=== TASK REQUIREMENTS ===
Reproduce all of the listing below without alteration.

/---

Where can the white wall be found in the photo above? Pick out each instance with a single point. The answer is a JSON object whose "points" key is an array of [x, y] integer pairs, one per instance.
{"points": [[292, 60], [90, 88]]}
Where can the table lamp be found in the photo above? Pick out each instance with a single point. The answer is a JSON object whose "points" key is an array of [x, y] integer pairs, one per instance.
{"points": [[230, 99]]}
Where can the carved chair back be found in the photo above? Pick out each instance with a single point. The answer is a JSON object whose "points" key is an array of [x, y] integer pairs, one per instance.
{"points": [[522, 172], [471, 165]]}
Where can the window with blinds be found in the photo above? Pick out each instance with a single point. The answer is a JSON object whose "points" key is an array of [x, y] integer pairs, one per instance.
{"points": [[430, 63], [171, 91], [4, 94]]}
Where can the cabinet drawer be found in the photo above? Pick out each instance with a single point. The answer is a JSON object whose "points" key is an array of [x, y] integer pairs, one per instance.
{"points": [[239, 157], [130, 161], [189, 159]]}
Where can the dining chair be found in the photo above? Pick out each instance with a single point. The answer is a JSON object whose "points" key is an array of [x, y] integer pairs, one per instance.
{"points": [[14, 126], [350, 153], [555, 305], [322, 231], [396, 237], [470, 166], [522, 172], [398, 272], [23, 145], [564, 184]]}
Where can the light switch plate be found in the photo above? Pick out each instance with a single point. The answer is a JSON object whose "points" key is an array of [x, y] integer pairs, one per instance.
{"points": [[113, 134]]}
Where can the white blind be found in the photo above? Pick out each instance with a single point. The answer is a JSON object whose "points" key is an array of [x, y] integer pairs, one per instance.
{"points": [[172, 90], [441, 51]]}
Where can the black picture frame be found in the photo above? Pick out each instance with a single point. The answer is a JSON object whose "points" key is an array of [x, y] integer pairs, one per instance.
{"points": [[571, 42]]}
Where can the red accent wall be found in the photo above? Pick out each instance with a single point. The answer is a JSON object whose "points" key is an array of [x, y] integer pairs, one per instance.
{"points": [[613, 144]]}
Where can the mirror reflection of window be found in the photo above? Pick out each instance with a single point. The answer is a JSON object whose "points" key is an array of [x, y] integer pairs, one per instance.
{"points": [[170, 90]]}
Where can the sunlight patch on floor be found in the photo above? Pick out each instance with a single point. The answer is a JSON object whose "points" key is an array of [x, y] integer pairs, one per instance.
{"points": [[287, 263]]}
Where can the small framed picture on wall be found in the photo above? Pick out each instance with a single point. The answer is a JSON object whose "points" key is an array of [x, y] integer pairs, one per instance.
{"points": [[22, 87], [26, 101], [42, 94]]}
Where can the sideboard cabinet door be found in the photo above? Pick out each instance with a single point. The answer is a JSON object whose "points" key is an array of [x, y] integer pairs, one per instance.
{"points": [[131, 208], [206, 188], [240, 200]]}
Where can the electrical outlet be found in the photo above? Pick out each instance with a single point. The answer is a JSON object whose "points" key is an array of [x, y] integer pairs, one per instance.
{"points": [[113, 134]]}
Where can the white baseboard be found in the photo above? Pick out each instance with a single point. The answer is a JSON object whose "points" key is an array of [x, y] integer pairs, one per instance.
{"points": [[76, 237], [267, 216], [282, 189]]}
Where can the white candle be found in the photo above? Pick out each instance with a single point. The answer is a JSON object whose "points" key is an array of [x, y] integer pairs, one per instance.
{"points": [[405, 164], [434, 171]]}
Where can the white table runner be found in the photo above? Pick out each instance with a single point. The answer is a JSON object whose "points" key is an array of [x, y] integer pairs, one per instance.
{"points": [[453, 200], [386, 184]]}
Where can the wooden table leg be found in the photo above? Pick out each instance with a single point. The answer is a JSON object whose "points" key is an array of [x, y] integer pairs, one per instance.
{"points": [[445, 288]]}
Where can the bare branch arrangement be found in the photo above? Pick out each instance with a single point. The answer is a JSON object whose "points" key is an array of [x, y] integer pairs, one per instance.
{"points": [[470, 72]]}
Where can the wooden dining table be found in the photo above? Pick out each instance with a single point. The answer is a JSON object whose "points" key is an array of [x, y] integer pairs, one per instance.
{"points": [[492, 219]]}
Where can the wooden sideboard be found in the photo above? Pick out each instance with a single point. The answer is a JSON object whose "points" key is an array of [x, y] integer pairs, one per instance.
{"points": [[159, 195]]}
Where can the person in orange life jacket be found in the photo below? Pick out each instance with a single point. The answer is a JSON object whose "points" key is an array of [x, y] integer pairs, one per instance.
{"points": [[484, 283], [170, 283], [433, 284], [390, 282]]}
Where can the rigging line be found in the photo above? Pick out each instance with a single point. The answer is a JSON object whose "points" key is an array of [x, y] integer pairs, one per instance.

\---

=== TASK OUTPUT ===
Where can the white wall be found in the photo above? Pick out each instance with a single point. The answer is a JSON object whose "points" key is an array of [x, y] integer pairs, one per instance.
{"points": [[292, 60], [90, 88]]}
Where can the table lamp be found in the photo above? Pick out each instance with a single point. The answer is a JSON object whose "points" key is an array of [x, y] integer pairs, one per instance.
{"points": [[230, 99]]}
Where can the carved chair back be found in the photo above? Pick out each instance with a single point. The answer is a JSON object whose "points" key is an array of [x, y] integer pairs, one per instance.
{"points": [[522, 172], [471, 165]]}
Where can the window with blinds be found in the photo above? Pick out each instance with a single point. The answer is a JSON object whose "points" key is an array of [x, y] integer pairs, one per instance.
{"points": [[430, 63], [171, 91], [4, 94]]}
Where can the cabinet drawer be found in the photo above? Pick out each instance with a single point. The answer is a JSON object whose "points" key is an array of [x, y] integer pairs, one per instance.
{"points": [[239, 157], [130, 161], [189, 159]]}
Where can the dining chair be found in the photo above? Pick out each instance with a single point. The answer is a JSON object whose "points" key is an array of [x, y] integer pairs, one per instance.
{"points": [[14, 126], [350, 153], [555, 305], [322, 231], [396, 237], [470, 166], [522, 172], [398, 272], [23, 145], [564, 184]]}
Where can the light switch plate be found in the photo above? Pick out each instance with a single point. The answer is a JSON object whose "points" key is an array of [x, y] integer pairs, one per instance.
{"points": [[113, 134]]}
Where can the white blind be found in the photo above? Pick out each instance with a single point. The answer is a JSON object whose "points" key is an array of [x, y] integer pairs, one per instance.
{"points": [[172, 90], [441, 51]]}
Where can the black picture frame be found in the photo above? Pick out each instance with a single point. The answer is a JSON object whose "points" key is an array of [x, y] integer pairs, one per instance.
{"points": [[571, 42]]}
Where can the red accent wall be found in the photo above? Pick out each instance with a single point. The answer is a JSON object whose "points" key is an array of [x, y] integer pairs, one per instance.
{"points": [[613, 144]]}
Where can the mirror reflection of window be found in the photo above? Pick out each instance with a single point. The answer is a JSON object whose "points" key is an array of [x, y] integer pairs, one per instance.
{"points": [[170, 90]]}
Where can the sunlight patch on floor be found in the photo above? Pick out each instance with a single point. The answer is a JSON object whose "points" key is an array of [x, y] integer pairs, one per instance.
{"points": [[287, 263]]}
Where can the small framed picture on wall be found in the photo above? Pick out each instance with a single point. The answer is a JSON object whose "points" key is an array of [x, y] integer pairs, one per instance.
{"points": [[22, 87], [26, 101], [42, 94]]}
Where can the sideboard cabinet door be found in the photo above? Pick out each instance with a single point. The answer is a JSON object whose "points" key is an array of [x, y] integer pairs, one per instance.
{"points": [[131, 208], [206, 188], [240, 200]]}
Where can the electrical outlet be found in the photo above? Pick out each instance with a single point. The answer is a JSON object whose "points" key is an array of [x, y] integer pairs, one per instance.
{"points": [[113, 134]]}
Where can the white baseboard be found in the photo above? Pick out each instance with a single point. The answer is a JSON object whose "points" key is an array of [x, y] integer pairs, one per instance.
{"points": [[76, 237], [267, 216], [282, 189]]}
Where can the white candle be found in the photo above? Pick out each instance with a single point. The answer is a JSON object whose "points" key is an array of [x, y] integer pairs, one per instance.
{"points": [[405, 164], [434, 171]]}
Where can the white table runner be found in the photo above? Pick out each instance with a single point. The answer is a JSON object whose "points" key is an array of [x, y] integer pairs, one per instance.
{"points": [[453, 200], [386, 184]]}
Where can the wooden table leg be found in the photo above? Pick out each instance with a single point. The answer is a JSON object whose "points" key is an array of [x, y] integer pairs, one per instance.
{"points": [[445, 288]]}
Where can the bare branch arrangement be found in the photo above? Pick out each instance with a single point. The answer is a JSON object whose "points" key is an array of [x, y] integer pairs, one per instance.
{"points": [[470, 72]]}
Where can the wooden dining table be found in the photo above? Pick out each instance with a single point. The answer is a JSON object whose "points" key is an array of [x, y] integer pairs, one per instance.
{"points": [[492, 219]]}
Where can the wooden sideboard be found in the photo above? Pick out each instance with a single point. The answer is a JSON object whose "points" key is an array of [x, y] integer pairs, one per instance.
{"points": [[159, 195]]}
Where can the person in orange life jacket be found in the photo below? Pick out each instance with a single point. The answer is a JSON object whose "points" key is an array of [x, y] integer pairs, one per instance.
{"points": [[484, 283], [170, 283], [433, 284], [390, 282]]}
Where can the rigging line be found in the photo above? Pick out each instance with a single point. The answer is a JSON object whose "points" key is an array of [x, y] integer pairs, one per instance.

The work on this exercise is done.